== Segment start ==

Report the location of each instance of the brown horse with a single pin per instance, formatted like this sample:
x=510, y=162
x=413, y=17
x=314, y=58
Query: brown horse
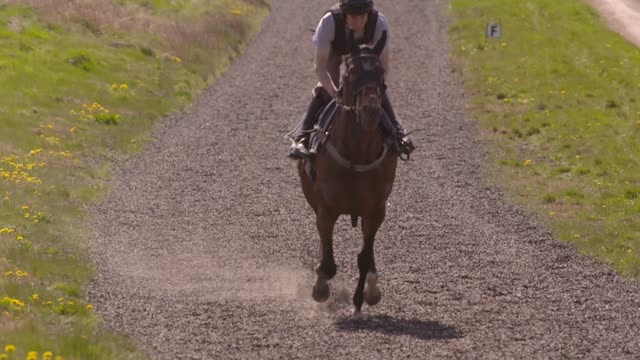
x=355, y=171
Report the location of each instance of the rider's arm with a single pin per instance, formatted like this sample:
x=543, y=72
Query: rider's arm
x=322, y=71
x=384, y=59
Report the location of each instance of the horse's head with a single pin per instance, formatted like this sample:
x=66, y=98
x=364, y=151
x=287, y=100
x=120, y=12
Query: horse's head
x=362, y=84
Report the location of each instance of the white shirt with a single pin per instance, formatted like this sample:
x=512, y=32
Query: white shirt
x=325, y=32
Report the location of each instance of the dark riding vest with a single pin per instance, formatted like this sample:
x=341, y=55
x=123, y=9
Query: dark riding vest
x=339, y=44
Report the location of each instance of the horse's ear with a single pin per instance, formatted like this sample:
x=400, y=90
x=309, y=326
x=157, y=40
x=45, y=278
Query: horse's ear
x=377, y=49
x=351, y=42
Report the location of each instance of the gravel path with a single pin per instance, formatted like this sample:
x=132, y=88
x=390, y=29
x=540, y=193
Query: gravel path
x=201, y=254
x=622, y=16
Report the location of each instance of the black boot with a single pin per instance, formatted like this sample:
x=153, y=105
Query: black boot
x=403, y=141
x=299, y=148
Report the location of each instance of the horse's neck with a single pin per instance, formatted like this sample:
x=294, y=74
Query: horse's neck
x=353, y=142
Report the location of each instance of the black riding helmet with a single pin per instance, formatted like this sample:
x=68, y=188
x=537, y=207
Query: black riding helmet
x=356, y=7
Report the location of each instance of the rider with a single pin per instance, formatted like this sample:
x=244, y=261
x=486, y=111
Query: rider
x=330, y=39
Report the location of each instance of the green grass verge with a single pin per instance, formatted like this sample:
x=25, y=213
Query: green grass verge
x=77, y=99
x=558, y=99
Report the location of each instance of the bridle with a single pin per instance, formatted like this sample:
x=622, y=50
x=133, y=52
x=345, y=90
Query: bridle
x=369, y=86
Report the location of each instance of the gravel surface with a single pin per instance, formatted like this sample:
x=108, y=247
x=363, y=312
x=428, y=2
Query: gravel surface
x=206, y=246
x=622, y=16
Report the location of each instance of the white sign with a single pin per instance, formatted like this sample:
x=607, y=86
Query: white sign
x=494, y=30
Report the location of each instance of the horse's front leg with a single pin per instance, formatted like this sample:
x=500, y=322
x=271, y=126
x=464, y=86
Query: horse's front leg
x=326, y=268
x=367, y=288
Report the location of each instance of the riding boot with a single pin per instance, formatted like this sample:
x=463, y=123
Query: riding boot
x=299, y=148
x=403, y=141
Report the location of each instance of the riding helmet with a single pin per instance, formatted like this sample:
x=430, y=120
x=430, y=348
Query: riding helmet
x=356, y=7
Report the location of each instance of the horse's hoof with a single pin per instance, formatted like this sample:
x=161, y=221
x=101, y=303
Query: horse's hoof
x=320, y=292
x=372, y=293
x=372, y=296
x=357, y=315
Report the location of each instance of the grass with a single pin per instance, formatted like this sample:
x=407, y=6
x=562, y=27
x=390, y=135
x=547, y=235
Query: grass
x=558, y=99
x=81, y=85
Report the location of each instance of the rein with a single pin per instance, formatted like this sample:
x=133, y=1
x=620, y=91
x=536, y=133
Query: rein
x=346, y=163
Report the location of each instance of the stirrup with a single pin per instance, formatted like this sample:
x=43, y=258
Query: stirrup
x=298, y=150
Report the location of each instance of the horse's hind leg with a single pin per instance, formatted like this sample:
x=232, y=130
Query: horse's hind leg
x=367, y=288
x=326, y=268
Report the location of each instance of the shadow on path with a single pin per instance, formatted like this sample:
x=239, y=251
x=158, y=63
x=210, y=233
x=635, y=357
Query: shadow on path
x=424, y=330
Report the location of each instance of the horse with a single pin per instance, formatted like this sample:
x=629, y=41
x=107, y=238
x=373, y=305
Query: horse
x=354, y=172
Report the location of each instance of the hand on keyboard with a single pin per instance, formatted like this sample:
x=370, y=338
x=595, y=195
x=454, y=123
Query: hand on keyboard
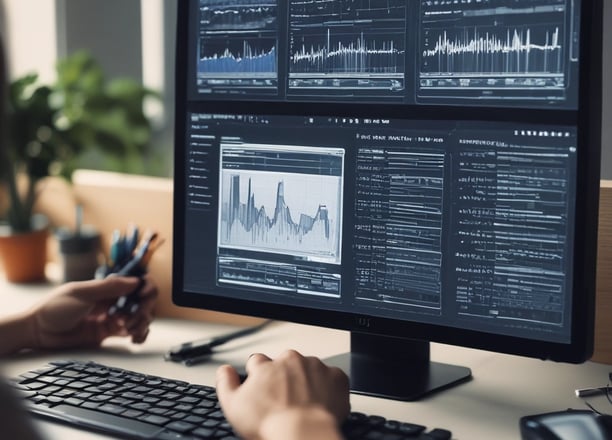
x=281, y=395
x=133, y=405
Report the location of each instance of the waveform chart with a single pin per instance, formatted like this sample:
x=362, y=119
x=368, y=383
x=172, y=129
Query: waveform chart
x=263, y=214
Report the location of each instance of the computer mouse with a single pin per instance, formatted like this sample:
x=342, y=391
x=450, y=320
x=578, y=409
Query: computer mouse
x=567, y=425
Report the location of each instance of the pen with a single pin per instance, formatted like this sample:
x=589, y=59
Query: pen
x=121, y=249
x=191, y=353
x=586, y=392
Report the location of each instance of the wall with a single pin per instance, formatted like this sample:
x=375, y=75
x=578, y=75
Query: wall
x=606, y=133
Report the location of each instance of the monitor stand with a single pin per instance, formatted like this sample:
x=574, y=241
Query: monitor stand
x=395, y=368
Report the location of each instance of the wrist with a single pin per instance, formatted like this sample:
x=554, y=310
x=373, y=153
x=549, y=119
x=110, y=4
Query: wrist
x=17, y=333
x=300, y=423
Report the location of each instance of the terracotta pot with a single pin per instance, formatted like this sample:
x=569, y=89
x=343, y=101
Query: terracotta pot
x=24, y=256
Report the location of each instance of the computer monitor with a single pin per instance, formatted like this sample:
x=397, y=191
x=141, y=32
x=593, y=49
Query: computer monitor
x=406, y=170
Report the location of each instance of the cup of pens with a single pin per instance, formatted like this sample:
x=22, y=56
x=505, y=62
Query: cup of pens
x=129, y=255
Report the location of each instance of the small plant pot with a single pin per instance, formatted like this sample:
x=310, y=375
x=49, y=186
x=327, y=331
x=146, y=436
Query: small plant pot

== Segment end ==
== Segment start ==

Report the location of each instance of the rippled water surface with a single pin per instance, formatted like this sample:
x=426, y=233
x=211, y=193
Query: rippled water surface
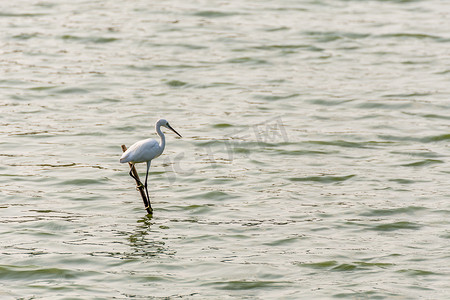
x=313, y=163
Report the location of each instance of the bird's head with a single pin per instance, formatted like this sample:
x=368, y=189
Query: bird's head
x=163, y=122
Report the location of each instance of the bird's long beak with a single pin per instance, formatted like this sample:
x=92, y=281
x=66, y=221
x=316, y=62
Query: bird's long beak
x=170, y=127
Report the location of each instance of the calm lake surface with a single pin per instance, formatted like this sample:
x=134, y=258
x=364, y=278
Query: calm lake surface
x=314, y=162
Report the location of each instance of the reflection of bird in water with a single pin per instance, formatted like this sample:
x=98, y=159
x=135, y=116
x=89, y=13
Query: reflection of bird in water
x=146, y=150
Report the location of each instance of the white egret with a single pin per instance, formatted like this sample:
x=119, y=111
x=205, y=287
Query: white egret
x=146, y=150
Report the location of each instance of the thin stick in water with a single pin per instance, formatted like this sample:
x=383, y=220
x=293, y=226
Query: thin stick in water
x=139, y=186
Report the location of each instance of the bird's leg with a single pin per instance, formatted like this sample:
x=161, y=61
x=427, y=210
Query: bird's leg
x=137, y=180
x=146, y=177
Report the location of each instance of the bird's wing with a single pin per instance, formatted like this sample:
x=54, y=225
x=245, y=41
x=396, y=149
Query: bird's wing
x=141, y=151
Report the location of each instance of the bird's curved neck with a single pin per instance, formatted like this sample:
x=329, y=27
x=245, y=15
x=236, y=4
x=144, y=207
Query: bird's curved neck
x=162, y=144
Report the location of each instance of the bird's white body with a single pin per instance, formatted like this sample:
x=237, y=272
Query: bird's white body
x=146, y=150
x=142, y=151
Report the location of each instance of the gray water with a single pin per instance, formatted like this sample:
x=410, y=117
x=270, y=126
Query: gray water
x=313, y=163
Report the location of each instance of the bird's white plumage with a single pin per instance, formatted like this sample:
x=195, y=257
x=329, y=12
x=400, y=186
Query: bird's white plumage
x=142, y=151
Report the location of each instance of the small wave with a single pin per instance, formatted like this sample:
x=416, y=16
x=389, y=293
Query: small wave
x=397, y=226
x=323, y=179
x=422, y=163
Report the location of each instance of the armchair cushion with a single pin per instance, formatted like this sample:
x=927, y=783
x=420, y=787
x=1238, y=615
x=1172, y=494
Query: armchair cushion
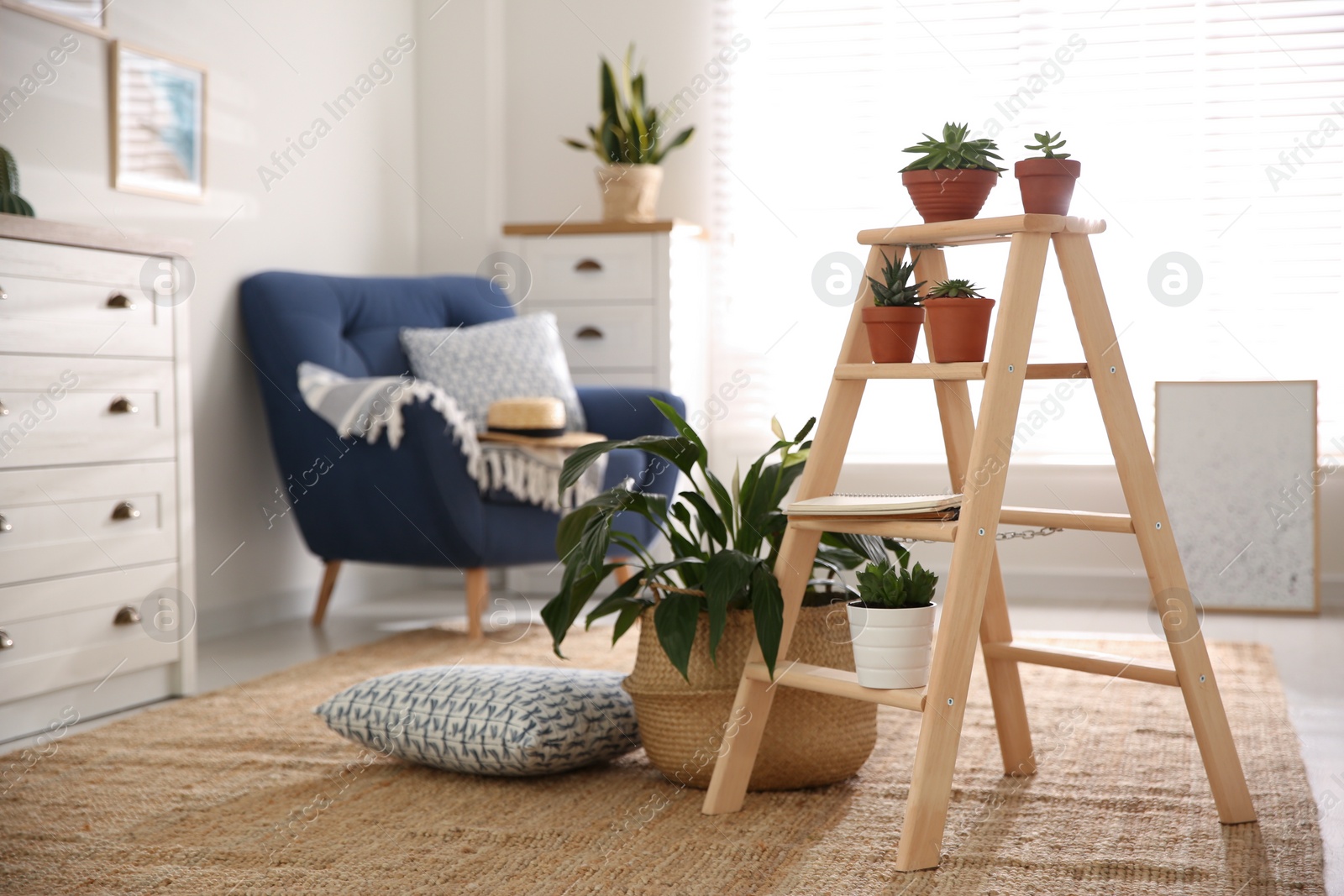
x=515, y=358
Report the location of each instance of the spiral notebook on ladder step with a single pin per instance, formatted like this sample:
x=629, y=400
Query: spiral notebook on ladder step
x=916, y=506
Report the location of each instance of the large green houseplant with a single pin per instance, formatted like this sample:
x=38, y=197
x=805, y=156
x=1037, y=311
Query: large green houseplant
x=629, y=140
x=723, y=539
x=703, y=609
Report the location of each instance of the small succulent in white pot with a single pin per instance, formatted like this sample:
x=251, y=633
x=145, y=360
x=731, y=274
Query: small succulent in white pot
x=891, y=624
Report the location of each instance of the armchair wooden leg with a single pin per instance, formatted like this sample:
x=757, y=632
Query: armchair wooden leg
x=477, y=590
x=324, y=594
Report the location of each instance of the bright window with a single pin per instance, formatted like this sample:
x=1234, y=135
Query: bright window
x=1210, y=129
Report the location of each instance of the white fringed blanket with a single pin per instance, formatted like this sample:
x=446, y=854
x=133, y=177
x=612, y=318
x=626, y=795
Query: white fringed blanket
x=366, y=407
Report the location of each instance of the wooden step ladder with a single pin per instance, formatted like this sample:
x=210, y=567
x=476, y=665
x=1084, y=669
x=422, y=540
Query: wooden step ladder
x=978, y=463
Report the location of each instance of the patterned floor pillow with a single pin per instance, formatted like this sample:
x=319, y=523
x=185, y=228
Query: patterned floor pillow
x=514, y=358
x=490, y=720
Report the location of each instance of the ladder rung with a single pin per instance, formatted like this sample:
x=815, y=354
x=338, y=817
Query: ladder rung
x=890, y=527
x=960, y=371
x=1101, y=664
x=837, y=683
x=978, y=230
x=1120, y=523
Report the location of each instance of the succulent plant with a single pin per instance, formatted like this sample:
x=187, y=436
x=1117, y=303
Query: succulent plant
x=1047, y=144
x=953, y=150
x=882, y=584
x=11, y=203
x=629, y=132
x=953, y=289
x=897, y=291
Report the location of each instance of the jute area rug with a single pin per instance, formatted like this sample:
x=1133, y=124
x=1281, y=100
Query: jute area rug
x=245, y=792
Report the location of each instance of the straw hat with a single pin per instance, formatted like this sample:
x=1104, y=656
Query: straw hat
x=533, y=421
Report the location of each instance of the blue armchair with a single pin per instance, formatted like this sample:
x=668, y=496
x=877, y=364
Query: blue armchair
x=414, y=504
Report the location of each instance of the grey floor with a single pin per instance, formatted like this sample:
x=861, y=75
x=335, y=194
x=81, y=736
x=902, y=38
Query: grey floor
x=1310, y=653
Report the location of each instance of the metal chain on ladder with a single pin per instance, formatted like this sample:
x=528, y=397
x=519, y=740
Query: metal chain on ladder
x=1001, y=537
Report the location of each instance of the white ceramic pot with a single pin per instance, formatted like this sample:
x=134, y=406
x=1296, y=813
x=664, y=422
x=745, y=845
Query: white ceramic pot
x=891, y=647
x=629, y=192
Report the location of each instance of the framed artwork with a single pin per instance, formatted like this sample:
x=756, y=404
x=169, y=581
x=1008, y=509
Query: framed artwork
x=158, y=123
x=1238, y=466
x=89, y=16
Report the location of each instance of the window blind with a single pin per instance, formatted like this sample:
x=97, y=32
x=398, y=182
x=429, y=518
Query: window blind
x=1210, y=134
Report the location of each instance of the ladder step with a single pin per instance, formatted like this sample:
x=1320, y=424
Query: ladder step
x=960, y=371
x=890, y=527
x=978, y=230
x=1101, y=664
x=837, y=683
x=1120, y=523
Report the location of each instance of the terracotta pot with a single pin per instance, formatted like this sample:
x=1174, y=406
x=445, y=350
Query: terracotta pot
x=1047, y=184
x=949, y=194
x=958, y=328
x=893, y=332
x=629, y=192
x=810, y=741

== Segment end ==
== Segment start ==

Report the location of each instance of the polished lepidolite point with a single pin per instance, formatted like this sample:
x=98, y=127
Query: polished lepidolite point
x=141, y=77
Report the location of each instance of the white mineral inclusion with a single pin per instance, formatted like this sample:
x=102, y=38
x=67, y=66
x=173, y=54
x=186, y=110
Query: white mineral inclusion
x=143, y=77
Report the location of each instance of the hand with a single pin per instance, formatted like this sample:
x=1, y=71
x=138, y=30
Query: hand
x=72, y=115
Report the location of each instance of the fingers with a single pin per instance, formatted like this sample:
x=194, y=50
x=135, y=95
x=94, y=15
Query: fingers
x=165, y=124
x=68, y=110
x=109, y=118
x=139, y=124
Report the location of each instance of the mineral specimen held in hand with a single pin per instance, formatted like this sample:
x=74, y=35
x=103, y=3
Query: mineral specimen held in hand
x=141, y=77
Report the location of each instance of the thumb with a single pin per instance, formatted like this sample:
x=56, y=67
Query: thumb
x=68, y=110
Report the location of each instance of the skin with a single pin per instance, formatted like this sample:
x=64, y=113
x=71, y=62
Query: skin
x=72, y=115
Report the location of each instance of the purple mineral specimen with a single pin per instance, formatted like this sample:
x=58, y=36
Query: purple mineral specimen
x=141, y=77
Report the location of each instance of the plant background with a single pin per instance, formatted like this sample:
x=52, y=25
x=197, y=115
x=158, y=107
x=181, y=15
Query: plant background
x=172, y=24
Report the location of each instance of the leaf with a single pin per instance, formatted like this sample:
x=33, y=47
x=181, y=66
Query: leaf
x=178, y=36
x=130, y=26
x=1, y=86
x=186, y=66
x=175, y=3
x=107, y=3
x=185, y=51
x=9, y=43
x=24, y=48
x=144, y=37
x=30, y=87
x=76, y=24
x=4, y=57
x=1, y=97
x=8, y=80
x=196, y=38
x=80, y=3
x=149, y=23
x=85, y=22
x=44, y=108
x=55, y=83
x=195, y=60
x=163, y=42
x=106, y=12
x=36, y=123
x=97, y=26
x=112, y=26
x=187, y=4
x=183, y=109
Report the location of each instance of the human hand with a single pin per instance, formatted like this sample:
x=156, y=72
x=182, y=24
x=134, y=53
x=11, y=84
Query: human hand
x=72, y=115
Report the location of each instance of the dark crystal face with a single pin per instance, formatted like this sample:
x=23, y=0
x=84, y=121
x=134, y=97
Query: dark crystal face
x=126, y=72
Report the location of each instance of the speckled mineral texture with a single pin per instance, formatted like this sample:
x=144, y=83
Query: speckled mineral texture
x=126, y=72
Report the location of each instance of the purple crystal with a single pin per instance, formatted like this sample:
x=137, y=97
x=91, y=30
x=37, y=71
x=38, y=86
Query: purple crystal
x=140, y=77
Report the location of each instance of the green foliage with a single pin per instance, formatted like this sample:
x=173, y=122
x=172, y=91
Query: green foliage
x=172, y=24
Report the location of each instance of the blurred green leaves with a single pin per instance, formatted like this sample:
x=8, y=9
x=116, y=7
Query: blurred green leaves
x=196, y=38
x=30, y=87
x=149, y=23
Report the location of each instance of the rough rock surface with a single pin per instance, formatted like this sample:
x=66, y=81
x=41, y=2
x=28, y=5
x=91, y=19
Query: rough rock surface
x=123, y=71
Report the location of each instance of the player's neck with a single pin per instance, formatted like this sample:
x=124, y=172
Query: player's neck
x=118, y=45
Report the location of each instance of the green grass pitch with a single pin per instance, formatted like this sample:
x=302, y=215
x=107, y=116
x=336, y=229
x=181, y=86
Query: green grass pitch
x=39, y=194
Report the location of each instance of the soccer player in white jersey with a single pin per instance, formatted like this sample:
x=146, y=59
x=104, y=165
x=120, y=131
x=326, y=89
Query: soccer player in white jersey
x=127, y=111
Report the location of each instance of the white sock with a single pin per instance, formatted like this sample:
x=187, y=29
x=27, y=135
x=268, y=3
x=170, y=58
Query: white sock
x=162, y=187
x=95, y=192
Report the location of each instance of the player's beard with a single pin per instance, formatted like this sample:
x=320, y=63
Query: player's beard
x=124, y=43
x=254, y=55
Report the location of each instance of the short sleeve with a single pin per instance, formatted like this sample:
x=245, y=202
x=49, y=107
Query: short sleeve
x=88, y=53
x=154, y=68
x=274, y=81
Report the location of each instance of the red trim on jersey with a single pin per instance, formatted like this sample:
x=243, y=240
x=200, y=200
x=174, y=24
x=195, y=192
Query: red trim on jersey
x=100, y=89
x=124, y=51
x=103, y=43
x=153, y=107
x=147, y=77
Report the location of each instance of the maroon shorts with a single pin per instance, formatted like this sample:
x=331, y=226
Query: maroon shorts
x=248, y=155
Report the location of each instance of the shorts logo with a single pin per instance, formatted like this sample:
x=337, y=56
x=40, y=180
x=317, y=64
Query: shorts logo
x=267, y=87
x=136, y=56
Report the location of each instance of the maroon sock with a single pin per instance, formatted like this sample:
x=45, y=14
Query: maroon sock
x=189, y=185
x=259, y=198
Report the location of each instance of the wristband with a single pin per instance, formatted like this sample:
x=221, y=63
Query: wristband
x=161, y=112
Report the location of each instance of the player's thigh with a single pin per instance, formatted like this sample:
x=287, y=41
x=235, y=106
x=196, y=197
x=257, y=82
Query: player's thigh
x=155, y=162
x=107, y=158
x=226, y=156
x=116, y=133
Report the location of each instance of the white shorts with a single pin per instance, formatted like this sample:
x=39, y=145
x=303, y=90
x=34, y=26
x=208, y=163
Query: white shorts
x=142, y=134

== Segment end ==

__The problem__. All that is wanted is the stretch of lines above from the one containing "Query: gray water" through the one containing "x=416, y=16", duplicated exactly.

__Response__.
Query: gray water
x=313, y=163
Report the location of each instance of the bird's white plumage with a single pin per instance, formatted like this sample:
x=195, y=257
x=329, y=12
x=400, y=186
Query: bird's white plumage
x=142, y=151
Report the location of each instance of the small wave with a single pin per instance, formatted like this sample:
x=416, y=16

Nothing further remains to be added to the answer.